# [Job A]
Reproduce the passage about refitting the boat cabin word for word, beginning at the words "I decided to" and stopping after "cabin seem larger.".
# [Job B]
Take the account of refitting the boat cabin further, continuing on from its final sentence.

# [Page excerpt]
I decided to make a few changes.
The first thing I did was dismantle the side lockers. I removed the full length pin-rail from the shelf, by drilling out twenty teak plugs and stainless wood screws, (it was only 80” inches long!). I did the same with the locker doors and their framework and removed the whole lot. This widened the bed space by 8” inches all along its length, with the immediate effect of making the cabin seem larger.
The original vinyl covering on the sides and ceiling was faded and torn in places, so I stripped it all out with a box cutter, exposing the hull and underside of the deck. This entailed twisting out literally hundreds of staples by hand, with long nosed pliers, spaced about one inch apart. It has never ceased to amaze me how many screws and staples were used in the construction of these Down East boats, in many instances dozens more than necessary. No wonder Britannia came in at twenty tons!
To re-cover the cabin sides I bought two 4’ feet by 8’ feet sheets of Plas-Tex plastic (PVC) paneling. This is 1/16” inch thick and very pliable, waterproof, washable and easily trimmed with scissors or a box cutter. I have used this material throughout the boat to replace all the tatty and faded original vinyl side panels.
I removed the two port lights, then made templates of the upper and lower sides using art board. Making throw-away templates is a bit tedious, but it is the only way to ensure an accurate fit on a boat, with its many angles and hardly ever straight edges. What seems straight on the boat can be very irregular, and it is often amazing how a template looks when lying flat on the ground. I transferred my templates to the plastic sheets on the marina dock and cut them out, then glued them to the side of the cabin with contact adhesive. For this I prefer the gel type adhesive which doesn't “string” like the regular type, which is very important when gluing upside-down. I made “props and boards” to hold the underneath part of the side in place while the glue hardened. Replacing and re-caulking the ports also helped to hold the new covering in place.
The original lighting for this cabin was also totally inadequate, being just a single 12-volt DC dome light and a small reading light in the corner. Before fitting a new ceiling to the overhead I wired a second dome light in with the original. I also installed two 120-volt AC sconce lights on the walls, wired into the boats 120-volt ring-main. These pretty little inexpensive lamps came from my local hardware store. I connected both sets of lights through a twin rocker switch mounted near the door.

# [Information supplied]
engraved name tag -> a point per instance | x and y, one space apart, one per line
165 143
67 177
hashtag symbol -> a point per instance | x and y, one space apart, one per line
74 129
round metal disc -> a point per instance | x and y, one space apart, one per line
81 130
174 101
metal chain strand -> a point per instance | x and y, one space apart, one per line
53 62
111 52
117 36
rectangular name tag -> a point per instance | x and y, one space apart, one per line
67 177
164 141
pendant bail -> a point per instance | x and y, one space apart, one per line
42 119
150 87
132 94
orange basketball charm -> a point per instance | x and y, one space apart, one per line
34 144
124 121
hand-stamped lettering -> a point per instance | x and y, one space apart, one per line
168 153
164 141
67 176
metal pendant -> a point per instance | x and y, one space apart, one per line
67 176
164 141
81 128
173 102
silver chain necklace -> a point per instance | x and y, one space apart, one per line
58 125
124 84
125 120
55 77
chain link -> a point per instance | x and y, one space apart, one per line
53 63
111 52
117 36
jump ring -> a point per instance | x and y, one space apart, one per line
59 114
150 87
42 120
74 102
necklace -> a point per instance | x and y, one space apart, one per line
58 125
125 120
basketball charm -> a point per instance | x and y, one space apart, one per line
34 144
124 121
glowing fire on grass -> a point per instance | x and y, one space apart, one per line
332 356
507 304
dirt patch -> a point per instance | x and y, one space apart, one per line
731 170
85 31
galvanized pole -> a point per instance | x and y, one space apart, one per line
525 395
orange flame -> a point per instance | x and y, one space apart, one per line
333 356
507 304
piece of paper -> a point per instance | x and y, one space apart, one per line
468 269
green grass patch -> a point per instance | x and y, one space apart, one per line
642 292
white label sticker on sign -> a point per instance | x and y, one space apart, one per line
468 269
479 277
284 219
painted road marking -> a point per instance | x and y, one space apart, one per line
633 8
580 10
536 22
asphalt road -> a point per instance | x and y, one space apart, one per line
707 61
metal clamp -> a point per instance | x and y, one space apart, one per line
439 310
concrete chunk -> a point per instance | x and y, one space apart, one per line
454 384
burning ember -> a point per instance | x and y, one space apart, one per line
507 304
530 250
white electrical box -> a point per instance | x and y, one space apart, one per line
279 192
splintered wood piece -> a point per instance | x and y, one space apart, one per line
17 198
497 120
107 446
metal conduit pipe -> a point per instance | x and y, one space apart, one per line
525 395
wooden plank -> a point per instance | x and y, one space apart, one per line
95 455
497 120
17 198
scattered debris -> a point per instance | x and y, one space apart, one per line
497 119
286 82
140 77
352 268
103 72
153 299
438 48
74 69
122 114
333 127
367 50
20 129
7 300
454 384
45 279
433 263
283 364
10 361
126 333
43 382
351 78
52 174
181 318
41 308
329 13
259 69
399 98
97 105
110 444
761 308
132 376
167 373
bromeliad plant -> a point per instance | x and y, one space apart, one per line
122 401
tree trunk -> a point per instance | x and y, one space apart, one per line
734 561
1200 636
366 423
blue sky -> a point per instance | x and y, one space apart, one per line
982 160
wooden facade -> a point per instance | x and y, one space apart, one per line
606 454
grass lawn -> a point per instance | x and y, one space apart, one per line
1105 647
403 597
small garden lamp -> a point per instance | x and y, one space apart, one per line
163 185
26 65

# [Exercise output A]
I decided to make a few changes.
The first thing I did was dismantle the side lockers. I removed the full length pin-rail from the shelf, by drilling out twenty teak plugs and stainless wood screws, (it was only 80” inches long!). I did the same with the locker doors and their framework and removed the whole lot. This widened the bed space by 8” inches all along its length, with the immediate effect of making the cabin seem larger.

# [Exercise output B]
This is a regular household double switch which can be completely isolated, one rocker from the other, by snapping the bridging connection. I wired the top rocker to the 120-volt AC sconces and the bottom to the 12-volt DC dome lights. Wall switches near the doors are much more practical than groping in the dark for the tiny overhead dome light switches. The lights can now be switched on and off from the wall switch, or individually from their respective lamp switches
While rewiring the lighting I also installed a twin 120-volt AC power socket.
The cabin was now beginning to look a lot more functional and clean, but there was still the bare overhead ceiling to deal with. To re-cover this overhead I used tongued and grooved plastic (PVC) boards which I have used throughout the rest of the boat. It is called Plank Paneling and designed as wainscot panels for houses. An important benefit on a boat is the rot and mildew free lifetime guarantee, along with the ability to clean it with soap and water. The thickness also gives better thermal insulation through a hot deck than thin vinyl material. The dome light screwed into a piece of plywood embedded into the ceiling helped to secure the new ceiling panels.
With 6’ feet 8” inches headroom the cabin had plenty of height, so I decided to reposition two of the original locker doors and frame above the bed head, to form a large storage locker. I cut a base from a 1/2” inch sheet of plywood and supported it with battens screwed to the bulkhead and sides. I also glued a sheet of teak veneer to the underside and varnished it to match the bulkhead. Then I fitted two of the old lockers to the front to make a large storage space which did not impede the bed in any way. My wife didn't want any dividers in the locker, to give maximum access for bedding and pillows she wanted to store in this large dry area. It has more cubic capacity than all four original side lockers combined, and is very much more accessible. I fitted the new dome light where it can be switched on and off when in bed.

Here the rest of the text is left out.